Point-per-instance localization data:
※
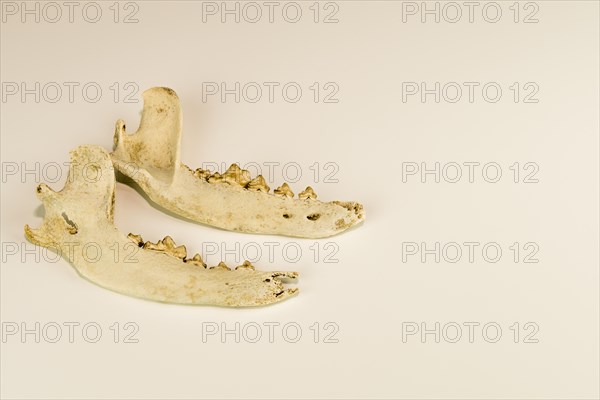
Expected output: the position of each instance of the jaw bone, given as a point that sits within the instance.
(78, 223)
(232, 200)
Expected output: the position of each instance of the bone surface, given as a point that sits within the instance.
(78, 223)
(234, 200)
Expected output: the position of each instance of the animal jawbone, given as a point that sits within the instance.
(80, 217)
(232, 200)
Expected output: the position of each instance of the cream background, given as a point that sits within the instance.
(369, 133)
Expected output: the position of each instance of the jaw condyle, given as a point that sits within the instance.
(80, 217)
(232, 200)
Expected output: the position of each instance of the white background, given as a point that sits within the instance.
(370, 295)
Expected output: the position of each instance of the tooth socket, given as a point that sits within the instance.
(137, 239)
(284, 190)
(167, 245)
(236, 175)
(308, 193)
(258, 184)
(222, 266)
(246, 265)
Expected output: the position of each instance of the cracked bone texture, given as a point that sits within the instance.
(233, 200)
(82, 214)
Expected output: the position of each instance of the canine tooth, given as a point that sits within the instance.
(258, 184)
(88, 205)
(235, 174)
(245, 265)
(284, 190)
(308, 193)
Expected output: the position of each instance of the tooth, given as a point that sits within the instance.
(245, 265)
(258, 184)
(308, 193)
(202, 173)
(221, 265)
(284, 190)
(216, 177)
(235, 174)
(197, 260)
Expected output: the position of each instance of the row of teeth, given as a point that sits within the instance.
(238, 176)
(167, 245)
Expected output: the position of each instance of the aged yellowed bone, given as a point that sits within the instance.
(78, 223)
(232, 200)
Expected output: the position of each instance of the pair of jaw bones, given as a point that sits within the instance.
(81, 215)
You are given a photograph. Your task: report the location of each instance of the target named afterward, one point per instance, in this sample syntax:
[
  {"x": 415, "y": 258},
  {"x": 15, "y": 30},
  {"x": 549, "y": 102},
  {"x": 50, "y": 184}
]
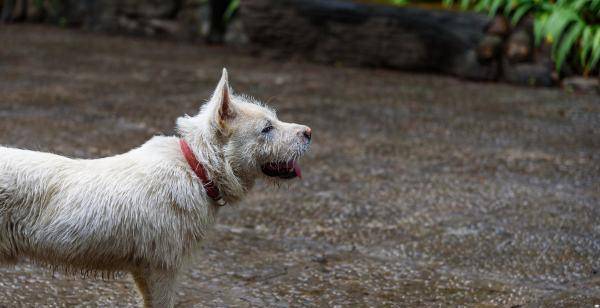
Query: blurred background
[{"x": 455, "y": 157}]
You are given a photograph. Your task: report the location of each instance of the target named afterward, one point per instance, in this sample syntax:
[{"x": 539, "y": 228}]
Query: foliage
[
  {"x": 231, "y": 9},
  {"x": 567, "y": 25}
]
※
[THE TASK]:
Could you transcribe all of the data exactly and omit the pictures?

[RESPONSE TO THIS EXERCISE]:
Expected output: the position of each instance of the jaw bone, given as a point that sits within the instance.
(78, 223)
(232, 200)
Expected output: the position of each instance of the bone surface, given as a point that sits within the instance.
(78, 223)
(234, 200)
Expected output: the position of each instance of the animal jawbone, given as a point that sits within the instance.
(80, 217)
(232, 200)
Expected output: the position of each instance of the cream background, given as a point that sits within the instance.
(369, 133)
Expected output: the position of each instance of the jaw condyle, given as a point that sits within the instance.
(80, 217)
(232, 200)
Expected output: the position of each instance of the white background, given as a point that sits within the instance.
(370, 295)
Expected output: the position of each instance of the tooth socket, given as a point that sits within the instance.
(137, 239)
(284, 190)
(167, 245)
(236, 175)
(308, 193)
(258, 184)
(222, 266)
(246, 265)
Expected output: the position of each instance of the cracked bone texture, given as a point that sits within the instance.
(233, 200)
(82, 214)
Expected output: the position of each instance of the canine tooth, given as a point that sits within the instance.
(258, 184)
(88, 205)
(235, 174)
(245, 265)
(284, 190)
(308, 193)
Expected output: the position of each instance of the tooth, given as a point that sits within the instance.
(245, 265)
(258, 184)
(308, 193)
(202, 173)
(221, 265)
(284, 190)
(216, 177)
(235, 174)
(197, 260)
Expected output: the position of each instance of the row of teeth, given as a point that sits within the instance.
(238, 176)
(167, 245)
Expected output: the position of each instance of the aged yellowed bone, given as a point that sits within the instance.
(78, 223)
(232, 200)
Expected output: the position of each instance of the pair of jaw bones, given as a point that sits within the instance.
(81, 215)
You are given a photograph. Your task: report the location of each instance of the target named afterward, one point per instance, in this sample syntax:
[
  {"x": 415, "y": 258},
  {"x": 15, "y": 30},
  {"x": 549, "y": 102},
  {"x": 50, "y": 184}
]
Query: blurred background
[{"x": 455, "y": 157}]
You are given a photograph. Your task: report the location of each instance of the target named afterward, one point per instance, in this sample syntax:
[{"x": 539, "y": 228}]
Query: foliage
[
  {"x": 231, "y": 9},
  {"x": 567, "y": 25}
]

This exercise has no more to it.